Information shown =
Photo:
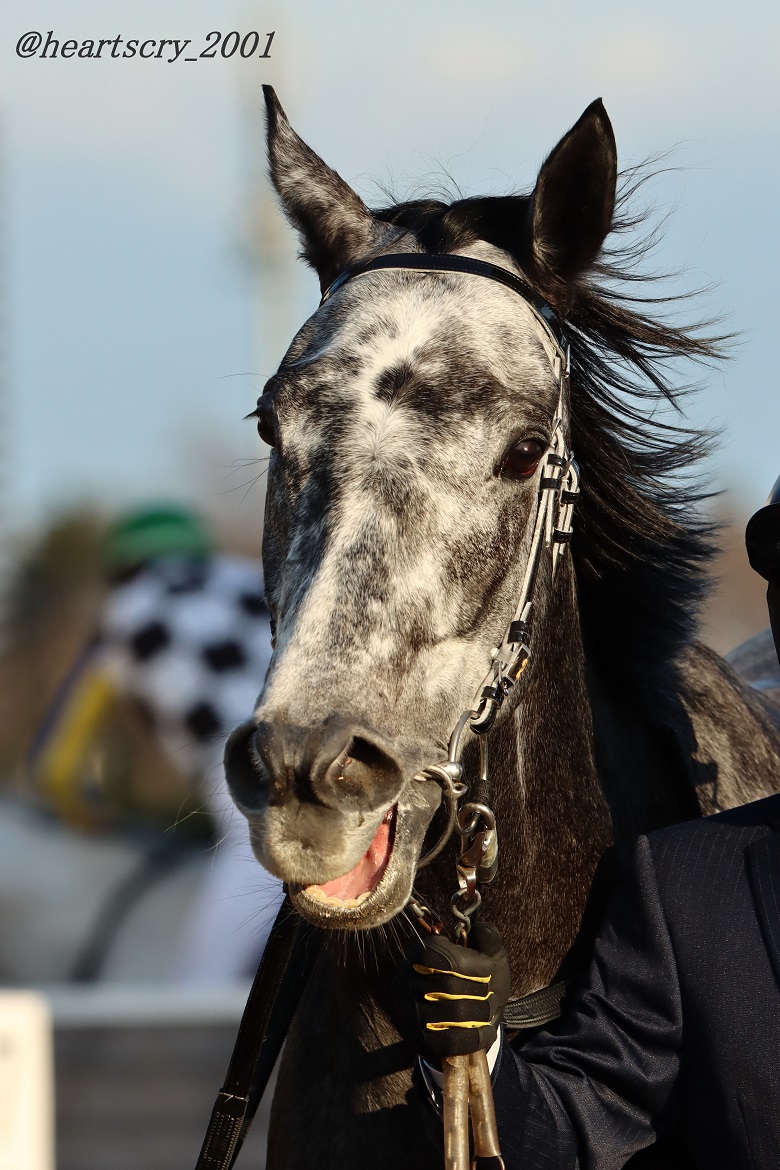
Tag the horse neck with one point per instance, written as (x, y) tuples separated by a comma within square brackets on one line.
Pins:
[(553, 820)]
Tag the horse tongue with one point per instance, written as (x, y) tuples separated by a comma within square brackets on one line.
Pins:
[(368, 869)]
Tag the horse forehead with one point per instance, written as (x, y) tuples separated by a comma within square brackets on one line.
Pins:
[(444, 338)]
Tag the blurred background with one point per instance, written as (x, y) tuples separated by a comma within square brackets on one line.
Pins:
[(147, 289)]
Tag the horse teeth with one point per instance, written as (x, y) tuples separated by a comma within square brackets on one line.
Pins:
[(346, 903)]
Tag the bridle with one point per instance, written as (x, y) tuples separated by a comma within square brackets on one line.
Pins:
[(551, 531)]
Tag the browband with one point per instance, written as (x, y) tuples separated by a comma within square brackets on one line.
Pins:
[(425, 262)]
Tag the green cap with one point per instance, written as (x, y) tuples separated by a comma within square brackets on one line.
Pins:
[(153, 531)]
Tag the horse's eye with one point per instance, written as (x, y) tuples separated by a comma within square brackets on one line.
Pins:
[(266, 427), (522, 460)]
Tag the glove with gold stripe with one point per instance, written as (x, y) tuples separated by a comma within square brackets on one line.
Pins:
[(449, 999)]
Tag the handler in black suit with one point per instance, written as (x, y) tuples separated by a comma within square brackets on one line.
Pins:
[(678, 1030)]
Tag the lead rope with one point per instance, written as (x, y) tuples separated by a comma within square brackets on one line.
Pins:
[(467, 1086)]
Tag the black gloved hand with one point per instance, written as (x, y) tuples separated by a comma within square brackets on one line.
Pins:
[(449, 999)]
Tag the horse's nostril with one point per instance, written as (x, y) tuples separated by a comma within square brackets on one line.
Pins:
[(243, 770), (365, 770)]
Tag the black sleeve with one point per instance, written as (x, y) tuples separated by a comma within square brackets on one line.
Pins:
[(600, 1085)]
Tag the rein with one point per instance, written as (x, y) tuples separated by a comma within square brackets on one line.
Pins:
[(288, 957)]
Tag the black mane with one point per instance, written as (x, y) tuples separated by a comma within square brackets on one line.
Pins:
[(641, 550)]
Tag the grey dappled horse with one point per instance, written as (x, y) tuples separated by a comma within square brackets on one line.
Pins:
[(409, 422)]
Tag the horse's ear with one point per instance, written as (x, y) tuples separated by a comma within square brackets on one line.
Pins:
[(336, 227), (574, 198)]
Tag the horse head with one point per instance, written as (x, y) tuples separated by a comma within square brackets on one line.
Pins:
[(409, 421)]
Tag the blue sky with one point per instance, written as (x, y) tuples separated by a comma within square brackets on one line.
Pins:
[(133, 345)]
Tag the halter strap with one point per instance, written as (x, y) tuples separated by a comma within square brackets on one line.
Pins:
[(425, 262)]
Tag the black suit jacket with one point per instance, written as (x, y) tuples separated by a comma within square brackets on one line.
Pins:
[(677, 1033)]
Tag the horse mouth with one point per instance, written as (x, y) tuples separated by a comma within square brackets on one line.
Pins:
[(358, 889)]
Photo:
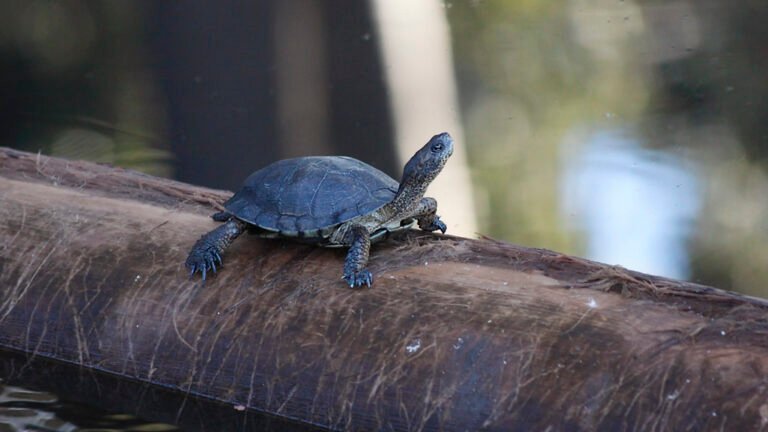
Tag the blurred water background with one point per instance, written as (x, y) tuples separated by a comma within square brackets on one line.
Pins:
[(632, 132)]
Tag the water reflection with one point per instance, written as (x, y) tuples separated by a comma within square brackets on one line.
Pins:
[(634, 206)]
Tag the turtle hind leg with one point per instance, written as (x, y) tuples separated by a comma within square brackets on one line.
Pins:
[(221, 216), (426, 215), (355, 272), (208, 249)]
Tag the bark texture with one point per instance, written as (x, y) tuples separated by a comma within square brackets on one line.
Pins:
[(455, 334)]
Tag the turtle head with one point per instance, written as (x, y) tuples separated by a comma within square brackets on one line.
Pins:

Task prompt =
Convert the lines above, beginning with the line containing "Tag the water" and continuing through the final line of the entries, into a Markdown table with the columns "No." and "Line". Number each row and leave out blank lines.

Expected output =
| No. | Line |
|---|---|
| 1 | Tag the water reflection with one point per instance, written as (x, y) tuples separated by a comma within square brackets on one line. |
| 2 | Pins: |
| 3 | [(634, 206)] |
| 4 | Tag the turtle hind leg with one point per instance, written as (x, y) tuples separated by a comma within square brackets on one line. |
| 5 | Pins: |
| 6 | [(221, 216), (426, 215), (355, 272), (208, 249)] |
| 7 | Tag the bark texture with one point per instance, written as (x, y) tuples separated by a comma within square brackets on one line. |
| 8 | Pins: |
| 9 | [(455, 334)] |
| 10 | Tag the turtle head with one point per instance, written as (x, y) tuples separated by a comma within square brackets on one line. |
| 11 | Pins: |